**Exercise goal**. Copy the lines below word for word, starting at the line that contains "Category: rocky outcrop" and ending with the final line.

— START OF Provided information —

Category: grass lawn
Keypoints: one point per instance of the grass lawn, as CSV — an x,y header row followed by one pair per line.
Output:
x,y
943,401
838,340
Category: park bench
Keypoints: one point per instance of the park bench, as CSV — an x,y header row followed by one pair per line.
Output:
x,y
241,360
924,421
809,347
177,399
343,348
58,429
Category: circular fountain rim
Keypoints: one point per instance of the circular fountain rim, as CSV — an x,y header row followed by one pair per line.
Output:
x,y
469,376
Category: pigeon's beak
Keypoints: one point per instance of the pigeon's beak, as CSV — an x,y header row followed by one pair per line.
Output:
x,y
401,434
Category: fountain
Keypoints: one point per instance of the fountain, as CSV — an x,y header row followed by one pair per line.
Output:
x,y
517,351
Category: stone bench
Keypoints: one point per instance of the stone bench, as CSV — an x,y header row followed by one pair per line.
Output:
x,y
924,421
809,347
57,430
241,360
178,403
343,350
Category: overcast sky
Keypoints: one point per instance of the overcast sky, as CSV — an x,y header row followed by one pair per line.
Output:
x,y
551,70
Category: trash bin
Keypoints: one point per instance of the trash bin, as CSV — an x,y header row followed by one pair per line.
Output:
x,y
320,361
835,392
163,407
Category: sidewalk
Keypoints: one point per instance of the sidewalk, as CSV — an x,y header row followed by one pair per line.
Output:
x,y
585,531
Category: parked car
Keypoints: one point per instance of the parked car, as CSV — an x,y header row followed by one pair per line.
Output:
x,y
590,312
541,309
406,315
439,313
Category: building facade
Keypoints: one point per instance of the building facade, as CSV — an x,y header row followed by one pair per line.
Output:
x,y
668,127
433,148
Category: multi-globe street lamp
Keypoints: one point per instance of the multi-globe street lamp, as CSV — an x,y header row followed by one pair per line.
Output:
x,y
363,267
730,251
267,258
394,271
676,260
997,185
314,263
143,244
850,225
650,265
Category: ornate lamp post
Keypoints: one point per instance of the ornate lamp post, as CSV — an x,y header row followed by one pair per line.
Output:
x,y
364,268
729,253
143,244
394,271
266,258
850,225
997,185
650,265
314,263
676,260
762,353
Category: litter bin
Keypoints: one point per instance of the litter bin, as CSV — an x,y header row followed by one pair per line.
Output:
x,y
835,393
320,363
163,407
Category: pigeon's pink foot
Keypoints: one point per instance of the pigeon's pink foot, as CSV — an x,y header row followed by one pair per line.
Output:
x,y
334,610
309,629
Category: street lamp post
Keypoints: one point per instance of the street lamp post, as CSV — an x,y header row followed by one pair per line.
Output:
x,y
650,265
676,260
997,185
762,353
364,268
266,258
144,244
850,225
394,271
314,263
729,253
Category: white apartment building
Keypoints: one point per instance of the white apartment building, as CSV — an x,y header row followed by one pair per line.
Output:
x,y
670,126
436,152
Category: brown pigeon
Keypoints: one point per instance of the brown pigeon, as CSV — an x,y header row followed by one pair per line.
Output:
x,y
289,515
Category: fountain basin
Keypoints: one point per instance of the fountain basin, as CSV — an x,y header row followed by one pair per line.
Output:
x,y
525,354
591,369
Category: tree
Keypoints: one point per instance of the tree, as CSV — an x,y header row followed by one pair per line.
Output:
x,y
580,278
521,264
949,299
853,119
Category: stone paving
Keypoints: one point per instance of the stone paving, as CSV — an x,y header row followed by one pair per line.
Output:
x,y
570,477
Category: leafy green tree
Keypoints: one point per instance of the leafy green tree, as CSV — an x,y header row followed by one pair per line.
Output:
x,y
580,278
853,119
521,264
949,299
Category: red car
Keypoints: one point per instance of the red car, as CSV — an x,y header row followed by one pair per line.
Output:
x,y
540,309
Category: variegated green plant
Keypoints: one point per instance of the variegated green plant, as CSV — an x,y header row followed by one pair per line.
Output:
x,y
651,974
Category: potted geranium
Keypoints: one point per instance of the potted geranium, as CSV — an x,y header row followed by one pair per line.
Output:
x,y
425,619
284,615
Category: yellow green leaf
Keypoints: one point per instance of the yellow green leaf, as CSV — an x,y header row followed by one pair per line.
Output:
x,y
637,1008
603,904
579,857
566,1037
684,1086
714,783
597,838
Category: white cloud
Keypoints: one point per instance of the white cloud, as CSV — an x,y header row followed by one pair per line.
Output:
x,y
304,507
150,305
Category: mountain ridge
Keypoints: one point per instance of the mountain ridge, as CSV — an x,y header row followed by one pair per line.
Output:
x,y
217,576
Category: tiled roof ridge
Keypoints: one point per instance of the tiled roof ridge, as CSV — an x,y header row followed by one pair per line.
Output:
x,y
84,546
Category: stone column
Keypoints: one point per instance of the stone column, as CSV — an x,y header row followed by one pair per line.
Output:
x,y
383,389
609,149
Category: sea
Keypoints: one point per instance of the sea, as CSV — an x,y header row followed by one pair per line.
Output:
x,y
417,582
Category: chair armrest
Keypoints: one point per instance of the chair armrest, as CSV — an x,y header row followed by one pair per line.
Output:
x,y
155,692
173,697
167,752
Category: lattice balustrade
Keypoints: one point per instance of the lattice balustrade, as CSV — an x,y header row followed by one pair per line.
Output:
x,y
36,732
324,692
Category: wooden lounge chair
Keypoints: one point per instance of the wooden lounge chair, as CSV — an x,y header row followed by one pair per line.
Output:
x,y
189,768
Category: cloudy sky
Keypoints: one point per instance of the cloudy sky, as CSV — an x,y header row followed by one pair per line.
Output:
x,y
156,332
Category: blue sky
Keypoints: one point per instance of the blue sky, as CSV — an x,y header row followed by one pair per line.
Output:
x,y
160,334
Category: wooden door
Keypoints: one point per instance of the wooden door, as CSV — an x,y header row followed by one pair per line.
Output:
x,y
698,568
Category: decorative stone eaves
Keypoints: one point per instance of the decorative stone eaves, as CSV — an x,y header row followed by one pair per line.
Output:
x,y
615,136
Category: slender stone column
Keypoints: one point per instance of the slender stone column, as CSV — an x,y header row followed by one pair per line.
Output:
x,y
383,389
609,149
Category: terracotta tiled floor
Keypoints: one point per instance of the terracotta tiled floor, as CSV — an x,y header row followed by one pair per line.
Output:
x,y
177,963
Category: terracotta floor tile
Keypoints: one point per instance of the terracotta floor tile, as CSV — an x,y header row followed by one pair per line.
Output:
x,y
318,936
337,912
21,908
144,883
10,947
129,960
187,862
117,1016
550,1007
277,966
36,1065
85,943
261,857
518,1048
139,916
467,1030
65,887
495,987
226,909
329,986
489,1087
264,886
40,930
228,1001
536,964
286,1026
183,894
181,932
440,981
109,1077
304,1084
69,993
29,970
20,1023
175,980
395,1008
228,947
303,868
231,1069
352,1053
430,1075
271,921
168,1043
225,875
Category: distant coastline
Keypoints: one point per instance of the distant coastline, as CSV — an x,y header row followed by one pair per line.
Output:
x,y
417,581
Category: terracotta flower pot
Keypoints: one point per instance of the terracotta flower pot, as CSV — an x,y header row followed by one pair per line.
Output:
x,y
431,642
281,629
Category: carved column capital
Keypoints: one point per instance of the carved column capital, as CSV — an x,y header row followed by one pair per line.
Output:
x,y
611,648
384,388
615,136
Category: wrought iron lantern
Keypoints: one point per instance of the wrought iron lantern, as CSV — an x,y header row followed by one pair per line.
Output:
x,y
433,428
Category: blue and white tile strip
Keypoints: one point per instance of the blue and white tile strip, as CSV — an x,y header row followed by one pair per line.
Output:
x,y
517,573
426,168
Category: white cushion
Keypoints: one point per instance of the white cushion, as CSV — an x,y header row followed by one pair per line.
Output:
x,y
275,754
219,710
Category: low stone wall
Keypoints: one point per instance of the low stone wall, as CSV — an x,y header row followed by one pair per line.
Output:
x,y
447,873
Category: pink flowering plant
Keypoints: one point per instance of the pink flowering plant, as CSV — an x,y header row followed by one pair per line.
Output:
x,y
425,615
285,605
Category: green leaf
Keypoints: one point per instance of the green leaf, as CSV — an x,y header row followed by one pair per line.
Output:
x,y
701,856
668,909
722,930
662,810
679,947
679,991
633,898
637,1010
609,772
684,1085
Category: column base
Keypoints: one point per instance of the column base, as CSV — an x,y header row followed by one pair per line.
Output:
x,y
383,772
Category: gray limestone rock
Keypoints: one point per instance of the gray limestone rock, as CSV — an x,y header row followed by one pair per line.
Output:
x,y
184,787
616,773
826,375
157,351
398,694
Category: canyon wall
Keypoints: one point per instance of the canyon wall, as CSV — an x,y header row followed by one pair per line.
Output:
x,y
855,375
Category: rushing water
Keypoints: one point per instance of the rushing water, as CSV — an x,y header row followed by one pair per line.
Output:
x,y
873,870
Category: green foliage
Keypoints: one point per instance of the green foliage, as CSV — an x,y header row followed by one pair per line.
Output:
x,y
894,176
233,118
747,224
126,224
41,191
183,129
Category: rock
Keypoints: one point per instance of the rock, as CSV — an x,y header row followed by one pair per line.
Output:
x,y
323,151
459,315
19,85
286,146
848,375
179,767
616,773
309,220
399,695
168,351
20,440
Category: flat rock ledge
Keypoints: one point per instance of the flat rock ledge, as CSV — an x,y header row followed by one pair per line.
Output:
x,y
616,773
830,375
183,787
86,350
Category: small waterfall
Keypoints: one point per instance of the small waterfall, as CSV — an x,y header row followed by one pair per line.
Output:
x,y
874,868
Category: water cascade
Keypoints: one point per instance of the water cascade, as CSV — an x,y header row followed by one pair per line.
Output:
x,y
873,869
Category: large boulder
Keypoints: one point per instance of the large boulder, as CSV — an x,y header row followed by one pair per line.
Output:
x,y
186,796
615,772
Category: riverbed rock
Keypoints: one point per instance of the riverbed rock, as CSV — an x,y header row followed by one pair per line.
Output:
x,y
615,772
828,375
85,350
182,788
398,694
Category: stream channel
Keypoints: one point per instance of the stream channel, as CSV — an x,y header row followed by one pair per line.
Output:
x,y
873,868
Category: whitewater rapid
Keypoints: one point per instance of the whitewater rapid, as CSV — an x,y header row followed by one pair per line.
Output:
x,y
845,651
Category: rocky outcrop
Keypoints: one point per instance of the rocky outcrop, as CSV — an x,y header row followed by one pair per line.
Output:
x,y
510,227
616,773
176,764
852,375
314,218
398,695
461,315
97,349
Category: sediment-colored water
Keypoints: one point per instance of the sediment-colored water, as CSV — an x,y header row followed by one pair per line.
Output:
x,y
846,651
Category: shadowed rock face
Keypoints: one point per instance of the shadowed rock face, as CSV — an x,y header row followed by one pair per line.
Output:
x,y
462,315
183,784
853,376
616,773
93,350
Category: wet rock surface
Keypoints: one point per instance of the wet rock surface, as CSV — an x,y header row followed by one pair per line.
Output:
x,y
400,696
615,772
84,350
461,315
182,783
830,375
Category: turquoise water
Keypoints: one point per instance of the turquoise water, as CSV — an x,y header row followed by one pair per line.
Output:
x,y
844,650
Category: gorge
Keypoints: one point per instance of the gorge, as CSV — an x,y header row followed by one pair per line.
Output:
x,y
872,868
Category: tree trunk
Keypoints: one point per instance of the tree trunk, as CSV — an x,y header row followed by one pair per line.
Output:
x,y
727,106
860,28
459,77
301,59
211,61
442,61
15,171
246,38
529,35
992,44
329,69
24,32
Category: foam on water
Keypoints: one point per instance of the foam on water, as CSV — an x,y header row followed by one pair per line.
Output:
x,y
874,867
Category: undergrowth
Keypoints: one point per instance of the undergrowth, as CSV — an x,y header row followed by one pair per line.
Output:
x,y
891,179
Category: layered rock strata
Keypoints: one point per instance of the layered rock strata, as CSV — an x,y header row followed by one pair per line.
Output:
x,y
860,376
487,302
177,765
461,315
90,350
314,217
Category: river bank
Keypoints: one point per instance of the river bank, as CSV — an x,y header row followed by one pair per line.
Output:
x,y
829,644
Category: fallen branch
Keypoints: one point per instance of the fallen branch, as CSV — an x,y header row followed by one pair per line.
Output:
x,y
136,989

— END OF Provided information —

**Exercise solution**.
Category: rocky outcrop
Keypoints: one point per instance of the rocky outcrop, as CSV — an x,y header row followed by one pair per line.
Output:
x,y
510,227
616,773
176,764
852,375
314,218
398,695
461,315
97,349
Category: sediment-colored water
Keypoints: one point per instance of the sediment-colored water, as CSV — an x,y header row followed by one pair per line.
Output:
x,y
846,651
Category: shadowed rock face
Keypoints: one point per instance of the shadowed rock face, as CSV — an x,y header row followed by one pair per line.
Output:
x,y
462,315
183,784
853,376
616,773
93,350
Category: wet rock surface
Keypoints: one point per instance of the wet rock surface, as CSV — an x,y header row followed by one pair per line.
Output:
x,y
400,696
615,772
84,350
461,315
182,783
830,375
Category: turquoise water
Keypoints: one point per instance of the turquoise water, as CSV — an x,y header row followed by one pair per line.
Output:
x,y
844,650
Category: gorge
Keypoints: one point per instance of the gorge, as CSV — an x,y header row followed by one pair per line.
Output:
x,y
872,868
Category: tree trunk
Keypoints: one point per instance of the tree trunk, as CSV — an x,y header row followed by one pair per line.
Output:
x,y
727,106
860,28
459,77
301,59
211,61
442,61
15,171
246,38
529,35
992,44
329,69
24,32
Category: foam on water
Keypoints: one point per instance of the foam on water, as CSV — an x,y header row followed by one pair per line.
Output:
x,y
874,867
Category: undergrowth
Keypoints: one point per instance of the undergrowth, as CSV — an x,y header row followed by one pair per line.
Output:
x,y
891,179
Category: layered rock strata
Keypoints: one point per instance of the layered rock strata, as CSV — an x,y header row followed by one pair per line.
Output:
x,y
860,376
487,302
177,765
461,315
90,350
314,217
Category: river bank
Keypoints: one point per instance of the river bank, as CSV — an x,y header row followed by one pair per line.
Output:
x,y
829,644
Category: fallen branch
Keypoints: one point per instance of the fallen branch, as CSV — an x,y header row followed by one pair per line.
Output:
x,y
136,989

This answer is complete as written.